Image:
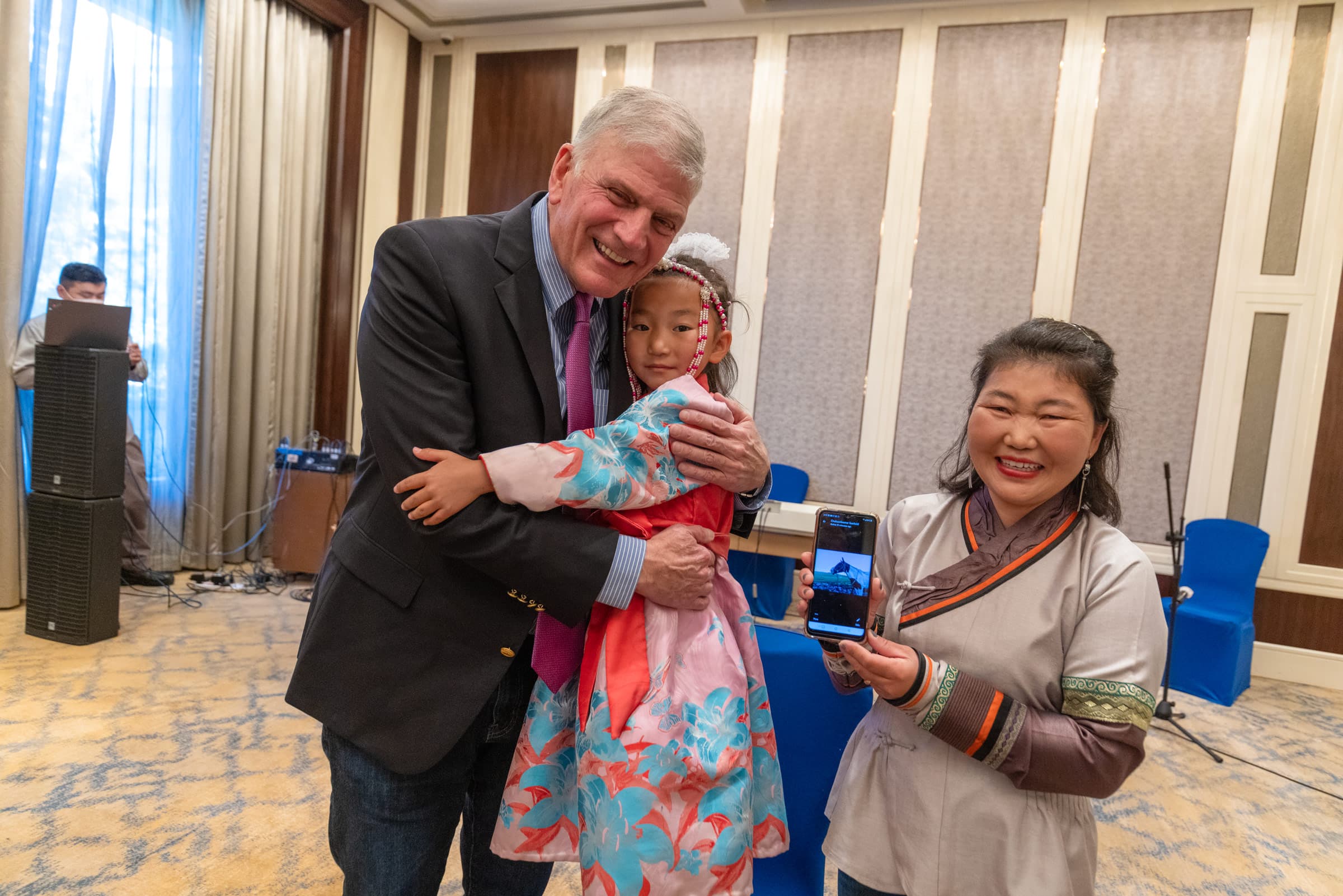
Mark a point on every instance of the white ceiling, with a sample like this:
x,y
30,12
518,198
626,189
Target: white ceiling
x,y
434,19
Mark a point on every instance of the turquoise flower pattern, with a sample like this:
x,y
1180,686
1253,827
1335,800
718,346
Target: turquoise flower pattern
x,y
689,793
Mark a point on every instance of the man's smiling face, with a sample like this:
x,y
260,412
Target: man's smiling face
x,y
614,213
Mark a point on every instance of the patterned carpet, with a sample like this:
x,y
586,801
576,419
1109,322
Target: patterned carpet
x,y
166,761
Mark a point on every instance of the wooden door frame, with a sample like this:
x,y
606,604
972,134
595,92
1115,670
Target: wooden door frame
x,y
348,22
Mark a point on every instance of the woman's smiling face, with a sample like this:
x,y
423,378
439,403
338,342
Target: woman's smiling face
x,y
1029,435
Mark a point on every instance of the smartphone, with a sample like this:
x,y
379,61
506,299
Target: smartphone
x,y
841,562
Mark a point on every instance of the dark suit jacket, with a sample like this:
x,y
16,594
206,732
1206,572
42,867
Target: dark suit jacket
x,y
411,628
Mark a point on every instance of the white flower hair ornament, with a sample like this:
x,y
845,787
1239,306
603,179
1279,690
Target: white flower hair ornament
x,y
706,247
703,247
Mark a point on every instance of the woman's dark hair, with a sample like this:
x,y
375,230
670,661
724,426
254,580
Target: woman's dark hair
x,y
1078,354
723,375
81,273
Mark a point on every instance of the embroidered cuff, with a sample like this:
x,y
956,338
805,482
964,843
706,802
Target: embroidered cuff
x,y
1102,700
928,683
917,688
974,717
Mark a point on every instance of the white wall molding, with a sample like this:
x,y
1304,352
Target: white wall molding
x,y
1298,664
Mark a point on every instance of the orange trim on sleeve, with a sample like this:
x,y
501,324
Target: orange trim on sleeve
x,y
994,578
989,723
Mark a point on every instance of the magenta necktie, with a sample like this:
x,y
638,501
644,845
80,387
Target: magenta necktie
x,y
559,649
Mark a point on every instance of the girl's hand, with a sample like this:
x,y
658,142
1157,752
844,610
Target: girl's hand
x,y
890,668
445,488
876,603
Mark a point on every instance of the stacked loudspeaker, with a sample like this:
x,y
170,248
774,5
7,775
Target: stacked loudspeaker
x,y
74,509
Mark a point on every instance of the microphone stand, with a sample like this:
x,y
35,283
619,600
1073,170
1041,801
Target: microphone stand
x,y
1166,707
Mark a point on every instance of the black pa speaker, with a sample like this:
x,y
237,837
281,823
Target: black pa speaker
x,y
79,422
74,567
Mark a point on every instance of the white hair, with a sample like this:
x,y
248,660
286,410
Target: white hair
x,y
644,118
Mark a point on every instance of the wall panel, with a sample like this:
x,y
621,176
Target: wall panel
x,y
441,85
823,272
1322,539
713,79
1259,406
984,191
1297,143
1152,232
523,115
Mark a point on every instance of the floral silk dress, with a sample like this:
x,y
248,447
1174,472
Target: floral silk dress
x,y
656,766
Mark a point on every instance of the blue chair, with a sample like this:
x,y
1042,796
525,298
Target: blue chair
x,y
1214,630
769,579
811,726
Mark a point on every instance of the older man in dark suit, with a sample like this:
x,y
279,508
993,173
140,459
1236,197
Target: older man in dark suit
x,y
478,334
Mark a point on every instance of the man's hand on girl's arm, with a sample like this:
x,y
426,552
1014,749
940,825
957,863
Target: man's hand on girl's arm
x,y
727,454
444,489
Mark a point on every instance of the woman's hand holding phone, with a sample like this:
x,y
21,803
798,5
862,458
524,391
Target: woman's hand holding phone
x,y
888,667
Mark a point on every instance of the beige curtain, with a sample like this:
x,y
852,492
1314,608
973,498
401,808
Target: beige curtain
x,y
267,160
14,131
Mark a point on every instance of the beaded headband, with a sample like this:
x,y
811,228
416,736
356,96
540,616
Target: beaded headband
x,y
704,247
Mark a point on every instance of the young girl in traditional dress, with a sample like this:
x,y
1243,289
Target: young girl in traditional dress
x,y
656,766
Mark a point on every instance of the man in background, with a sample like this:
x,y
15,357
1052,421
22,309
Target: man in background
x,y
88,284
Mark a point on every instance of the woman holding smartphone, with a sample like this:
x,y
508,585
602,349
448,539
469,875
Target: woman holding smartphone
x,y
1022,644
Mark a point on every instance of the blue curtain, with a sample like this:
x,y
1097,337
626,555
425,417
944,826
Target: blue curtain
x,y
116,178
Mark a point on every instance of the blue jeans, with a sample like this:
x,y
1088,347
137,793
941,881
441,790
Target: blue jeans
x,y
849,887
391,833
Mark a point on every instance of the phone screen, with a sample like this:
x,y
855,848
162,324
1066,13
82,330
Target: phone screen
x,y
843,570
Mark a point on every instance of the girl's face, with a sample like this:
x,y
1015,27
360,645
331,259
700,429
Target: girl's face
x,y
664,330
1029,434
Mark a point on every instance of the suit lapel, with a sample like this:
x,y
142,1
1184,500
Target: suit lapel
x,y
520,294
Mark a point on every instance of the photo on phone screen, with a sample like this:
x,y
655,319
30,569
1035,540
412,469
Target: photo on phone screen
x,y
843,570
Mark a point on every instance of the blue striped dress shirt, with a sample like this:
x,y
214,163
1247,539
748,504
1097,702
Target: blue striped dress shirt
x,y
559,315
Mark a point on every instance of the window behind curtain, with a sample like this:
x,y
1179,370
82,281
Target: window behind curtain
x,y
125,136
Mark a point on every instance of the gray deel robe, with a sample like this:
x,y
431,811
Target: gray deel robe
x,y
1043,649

================

**EXERCISE DESCRIPTION**
Please give the lines of the listing from the line containing "Mark a point on every instance of the phone" up to and including its final line as a JSON list of strings, one string per line, leaving out blank lines.

**OUTPUT FOR THIS TASK**
[
  "Mark a point on every instance of the phone screen, with a sample like this:",
  "x,y",
  "855,848",
  "162,324",
  "1066,13",
  "82,330",
  "Target: phone screen",
  "x,y",
  "843,570",
  "Mark a point on every instance of the girl's face, with a sample like this:",
  "x,y",
  "1015,27",
  "360,645",
  "331,259",
  "700,429",
  "Target: girl's face",
  "x,y",
  "664,330",
  "1029,434",
  "Mark a point on every instance of the suit lapel, with a sample like this:",
  "x,y",
  "142,1",
  "1184,500",
  "Target: suit lapel",
  "x,y",
  "520,294",
  "Mark a point on every instance of the photo on phone screen, with a sample like this:",
  "x,y",
  "655,319",
  "30,569",
  "1035,540",
  "412,469",
  "Target: photo on phone screen",
  "x,y",
  "843,570",
  "Mark a point on every instance of the blue striped dress shirt, with a sample like this:",
  "x,y",
  "214,163",
  "1247,539",
  "748,504",
  "1097,702",
  "Target: blue striped dress shirt",
  "x,y",
  "559,315",
  "Mark a point on every instance of the window behind curtain, with a sample like this:",
  "x,y",
  "1179,370",
  "82,281",
  "Target: window behind curtain",
  "x,y",
  "125,136",
  "Mark a point on every instance of the gray deel robe, with a sample like this:",
  "x,y",
  "431,811",
  "Target: gray deel robe",
  "x,y",
  "1043,649"
]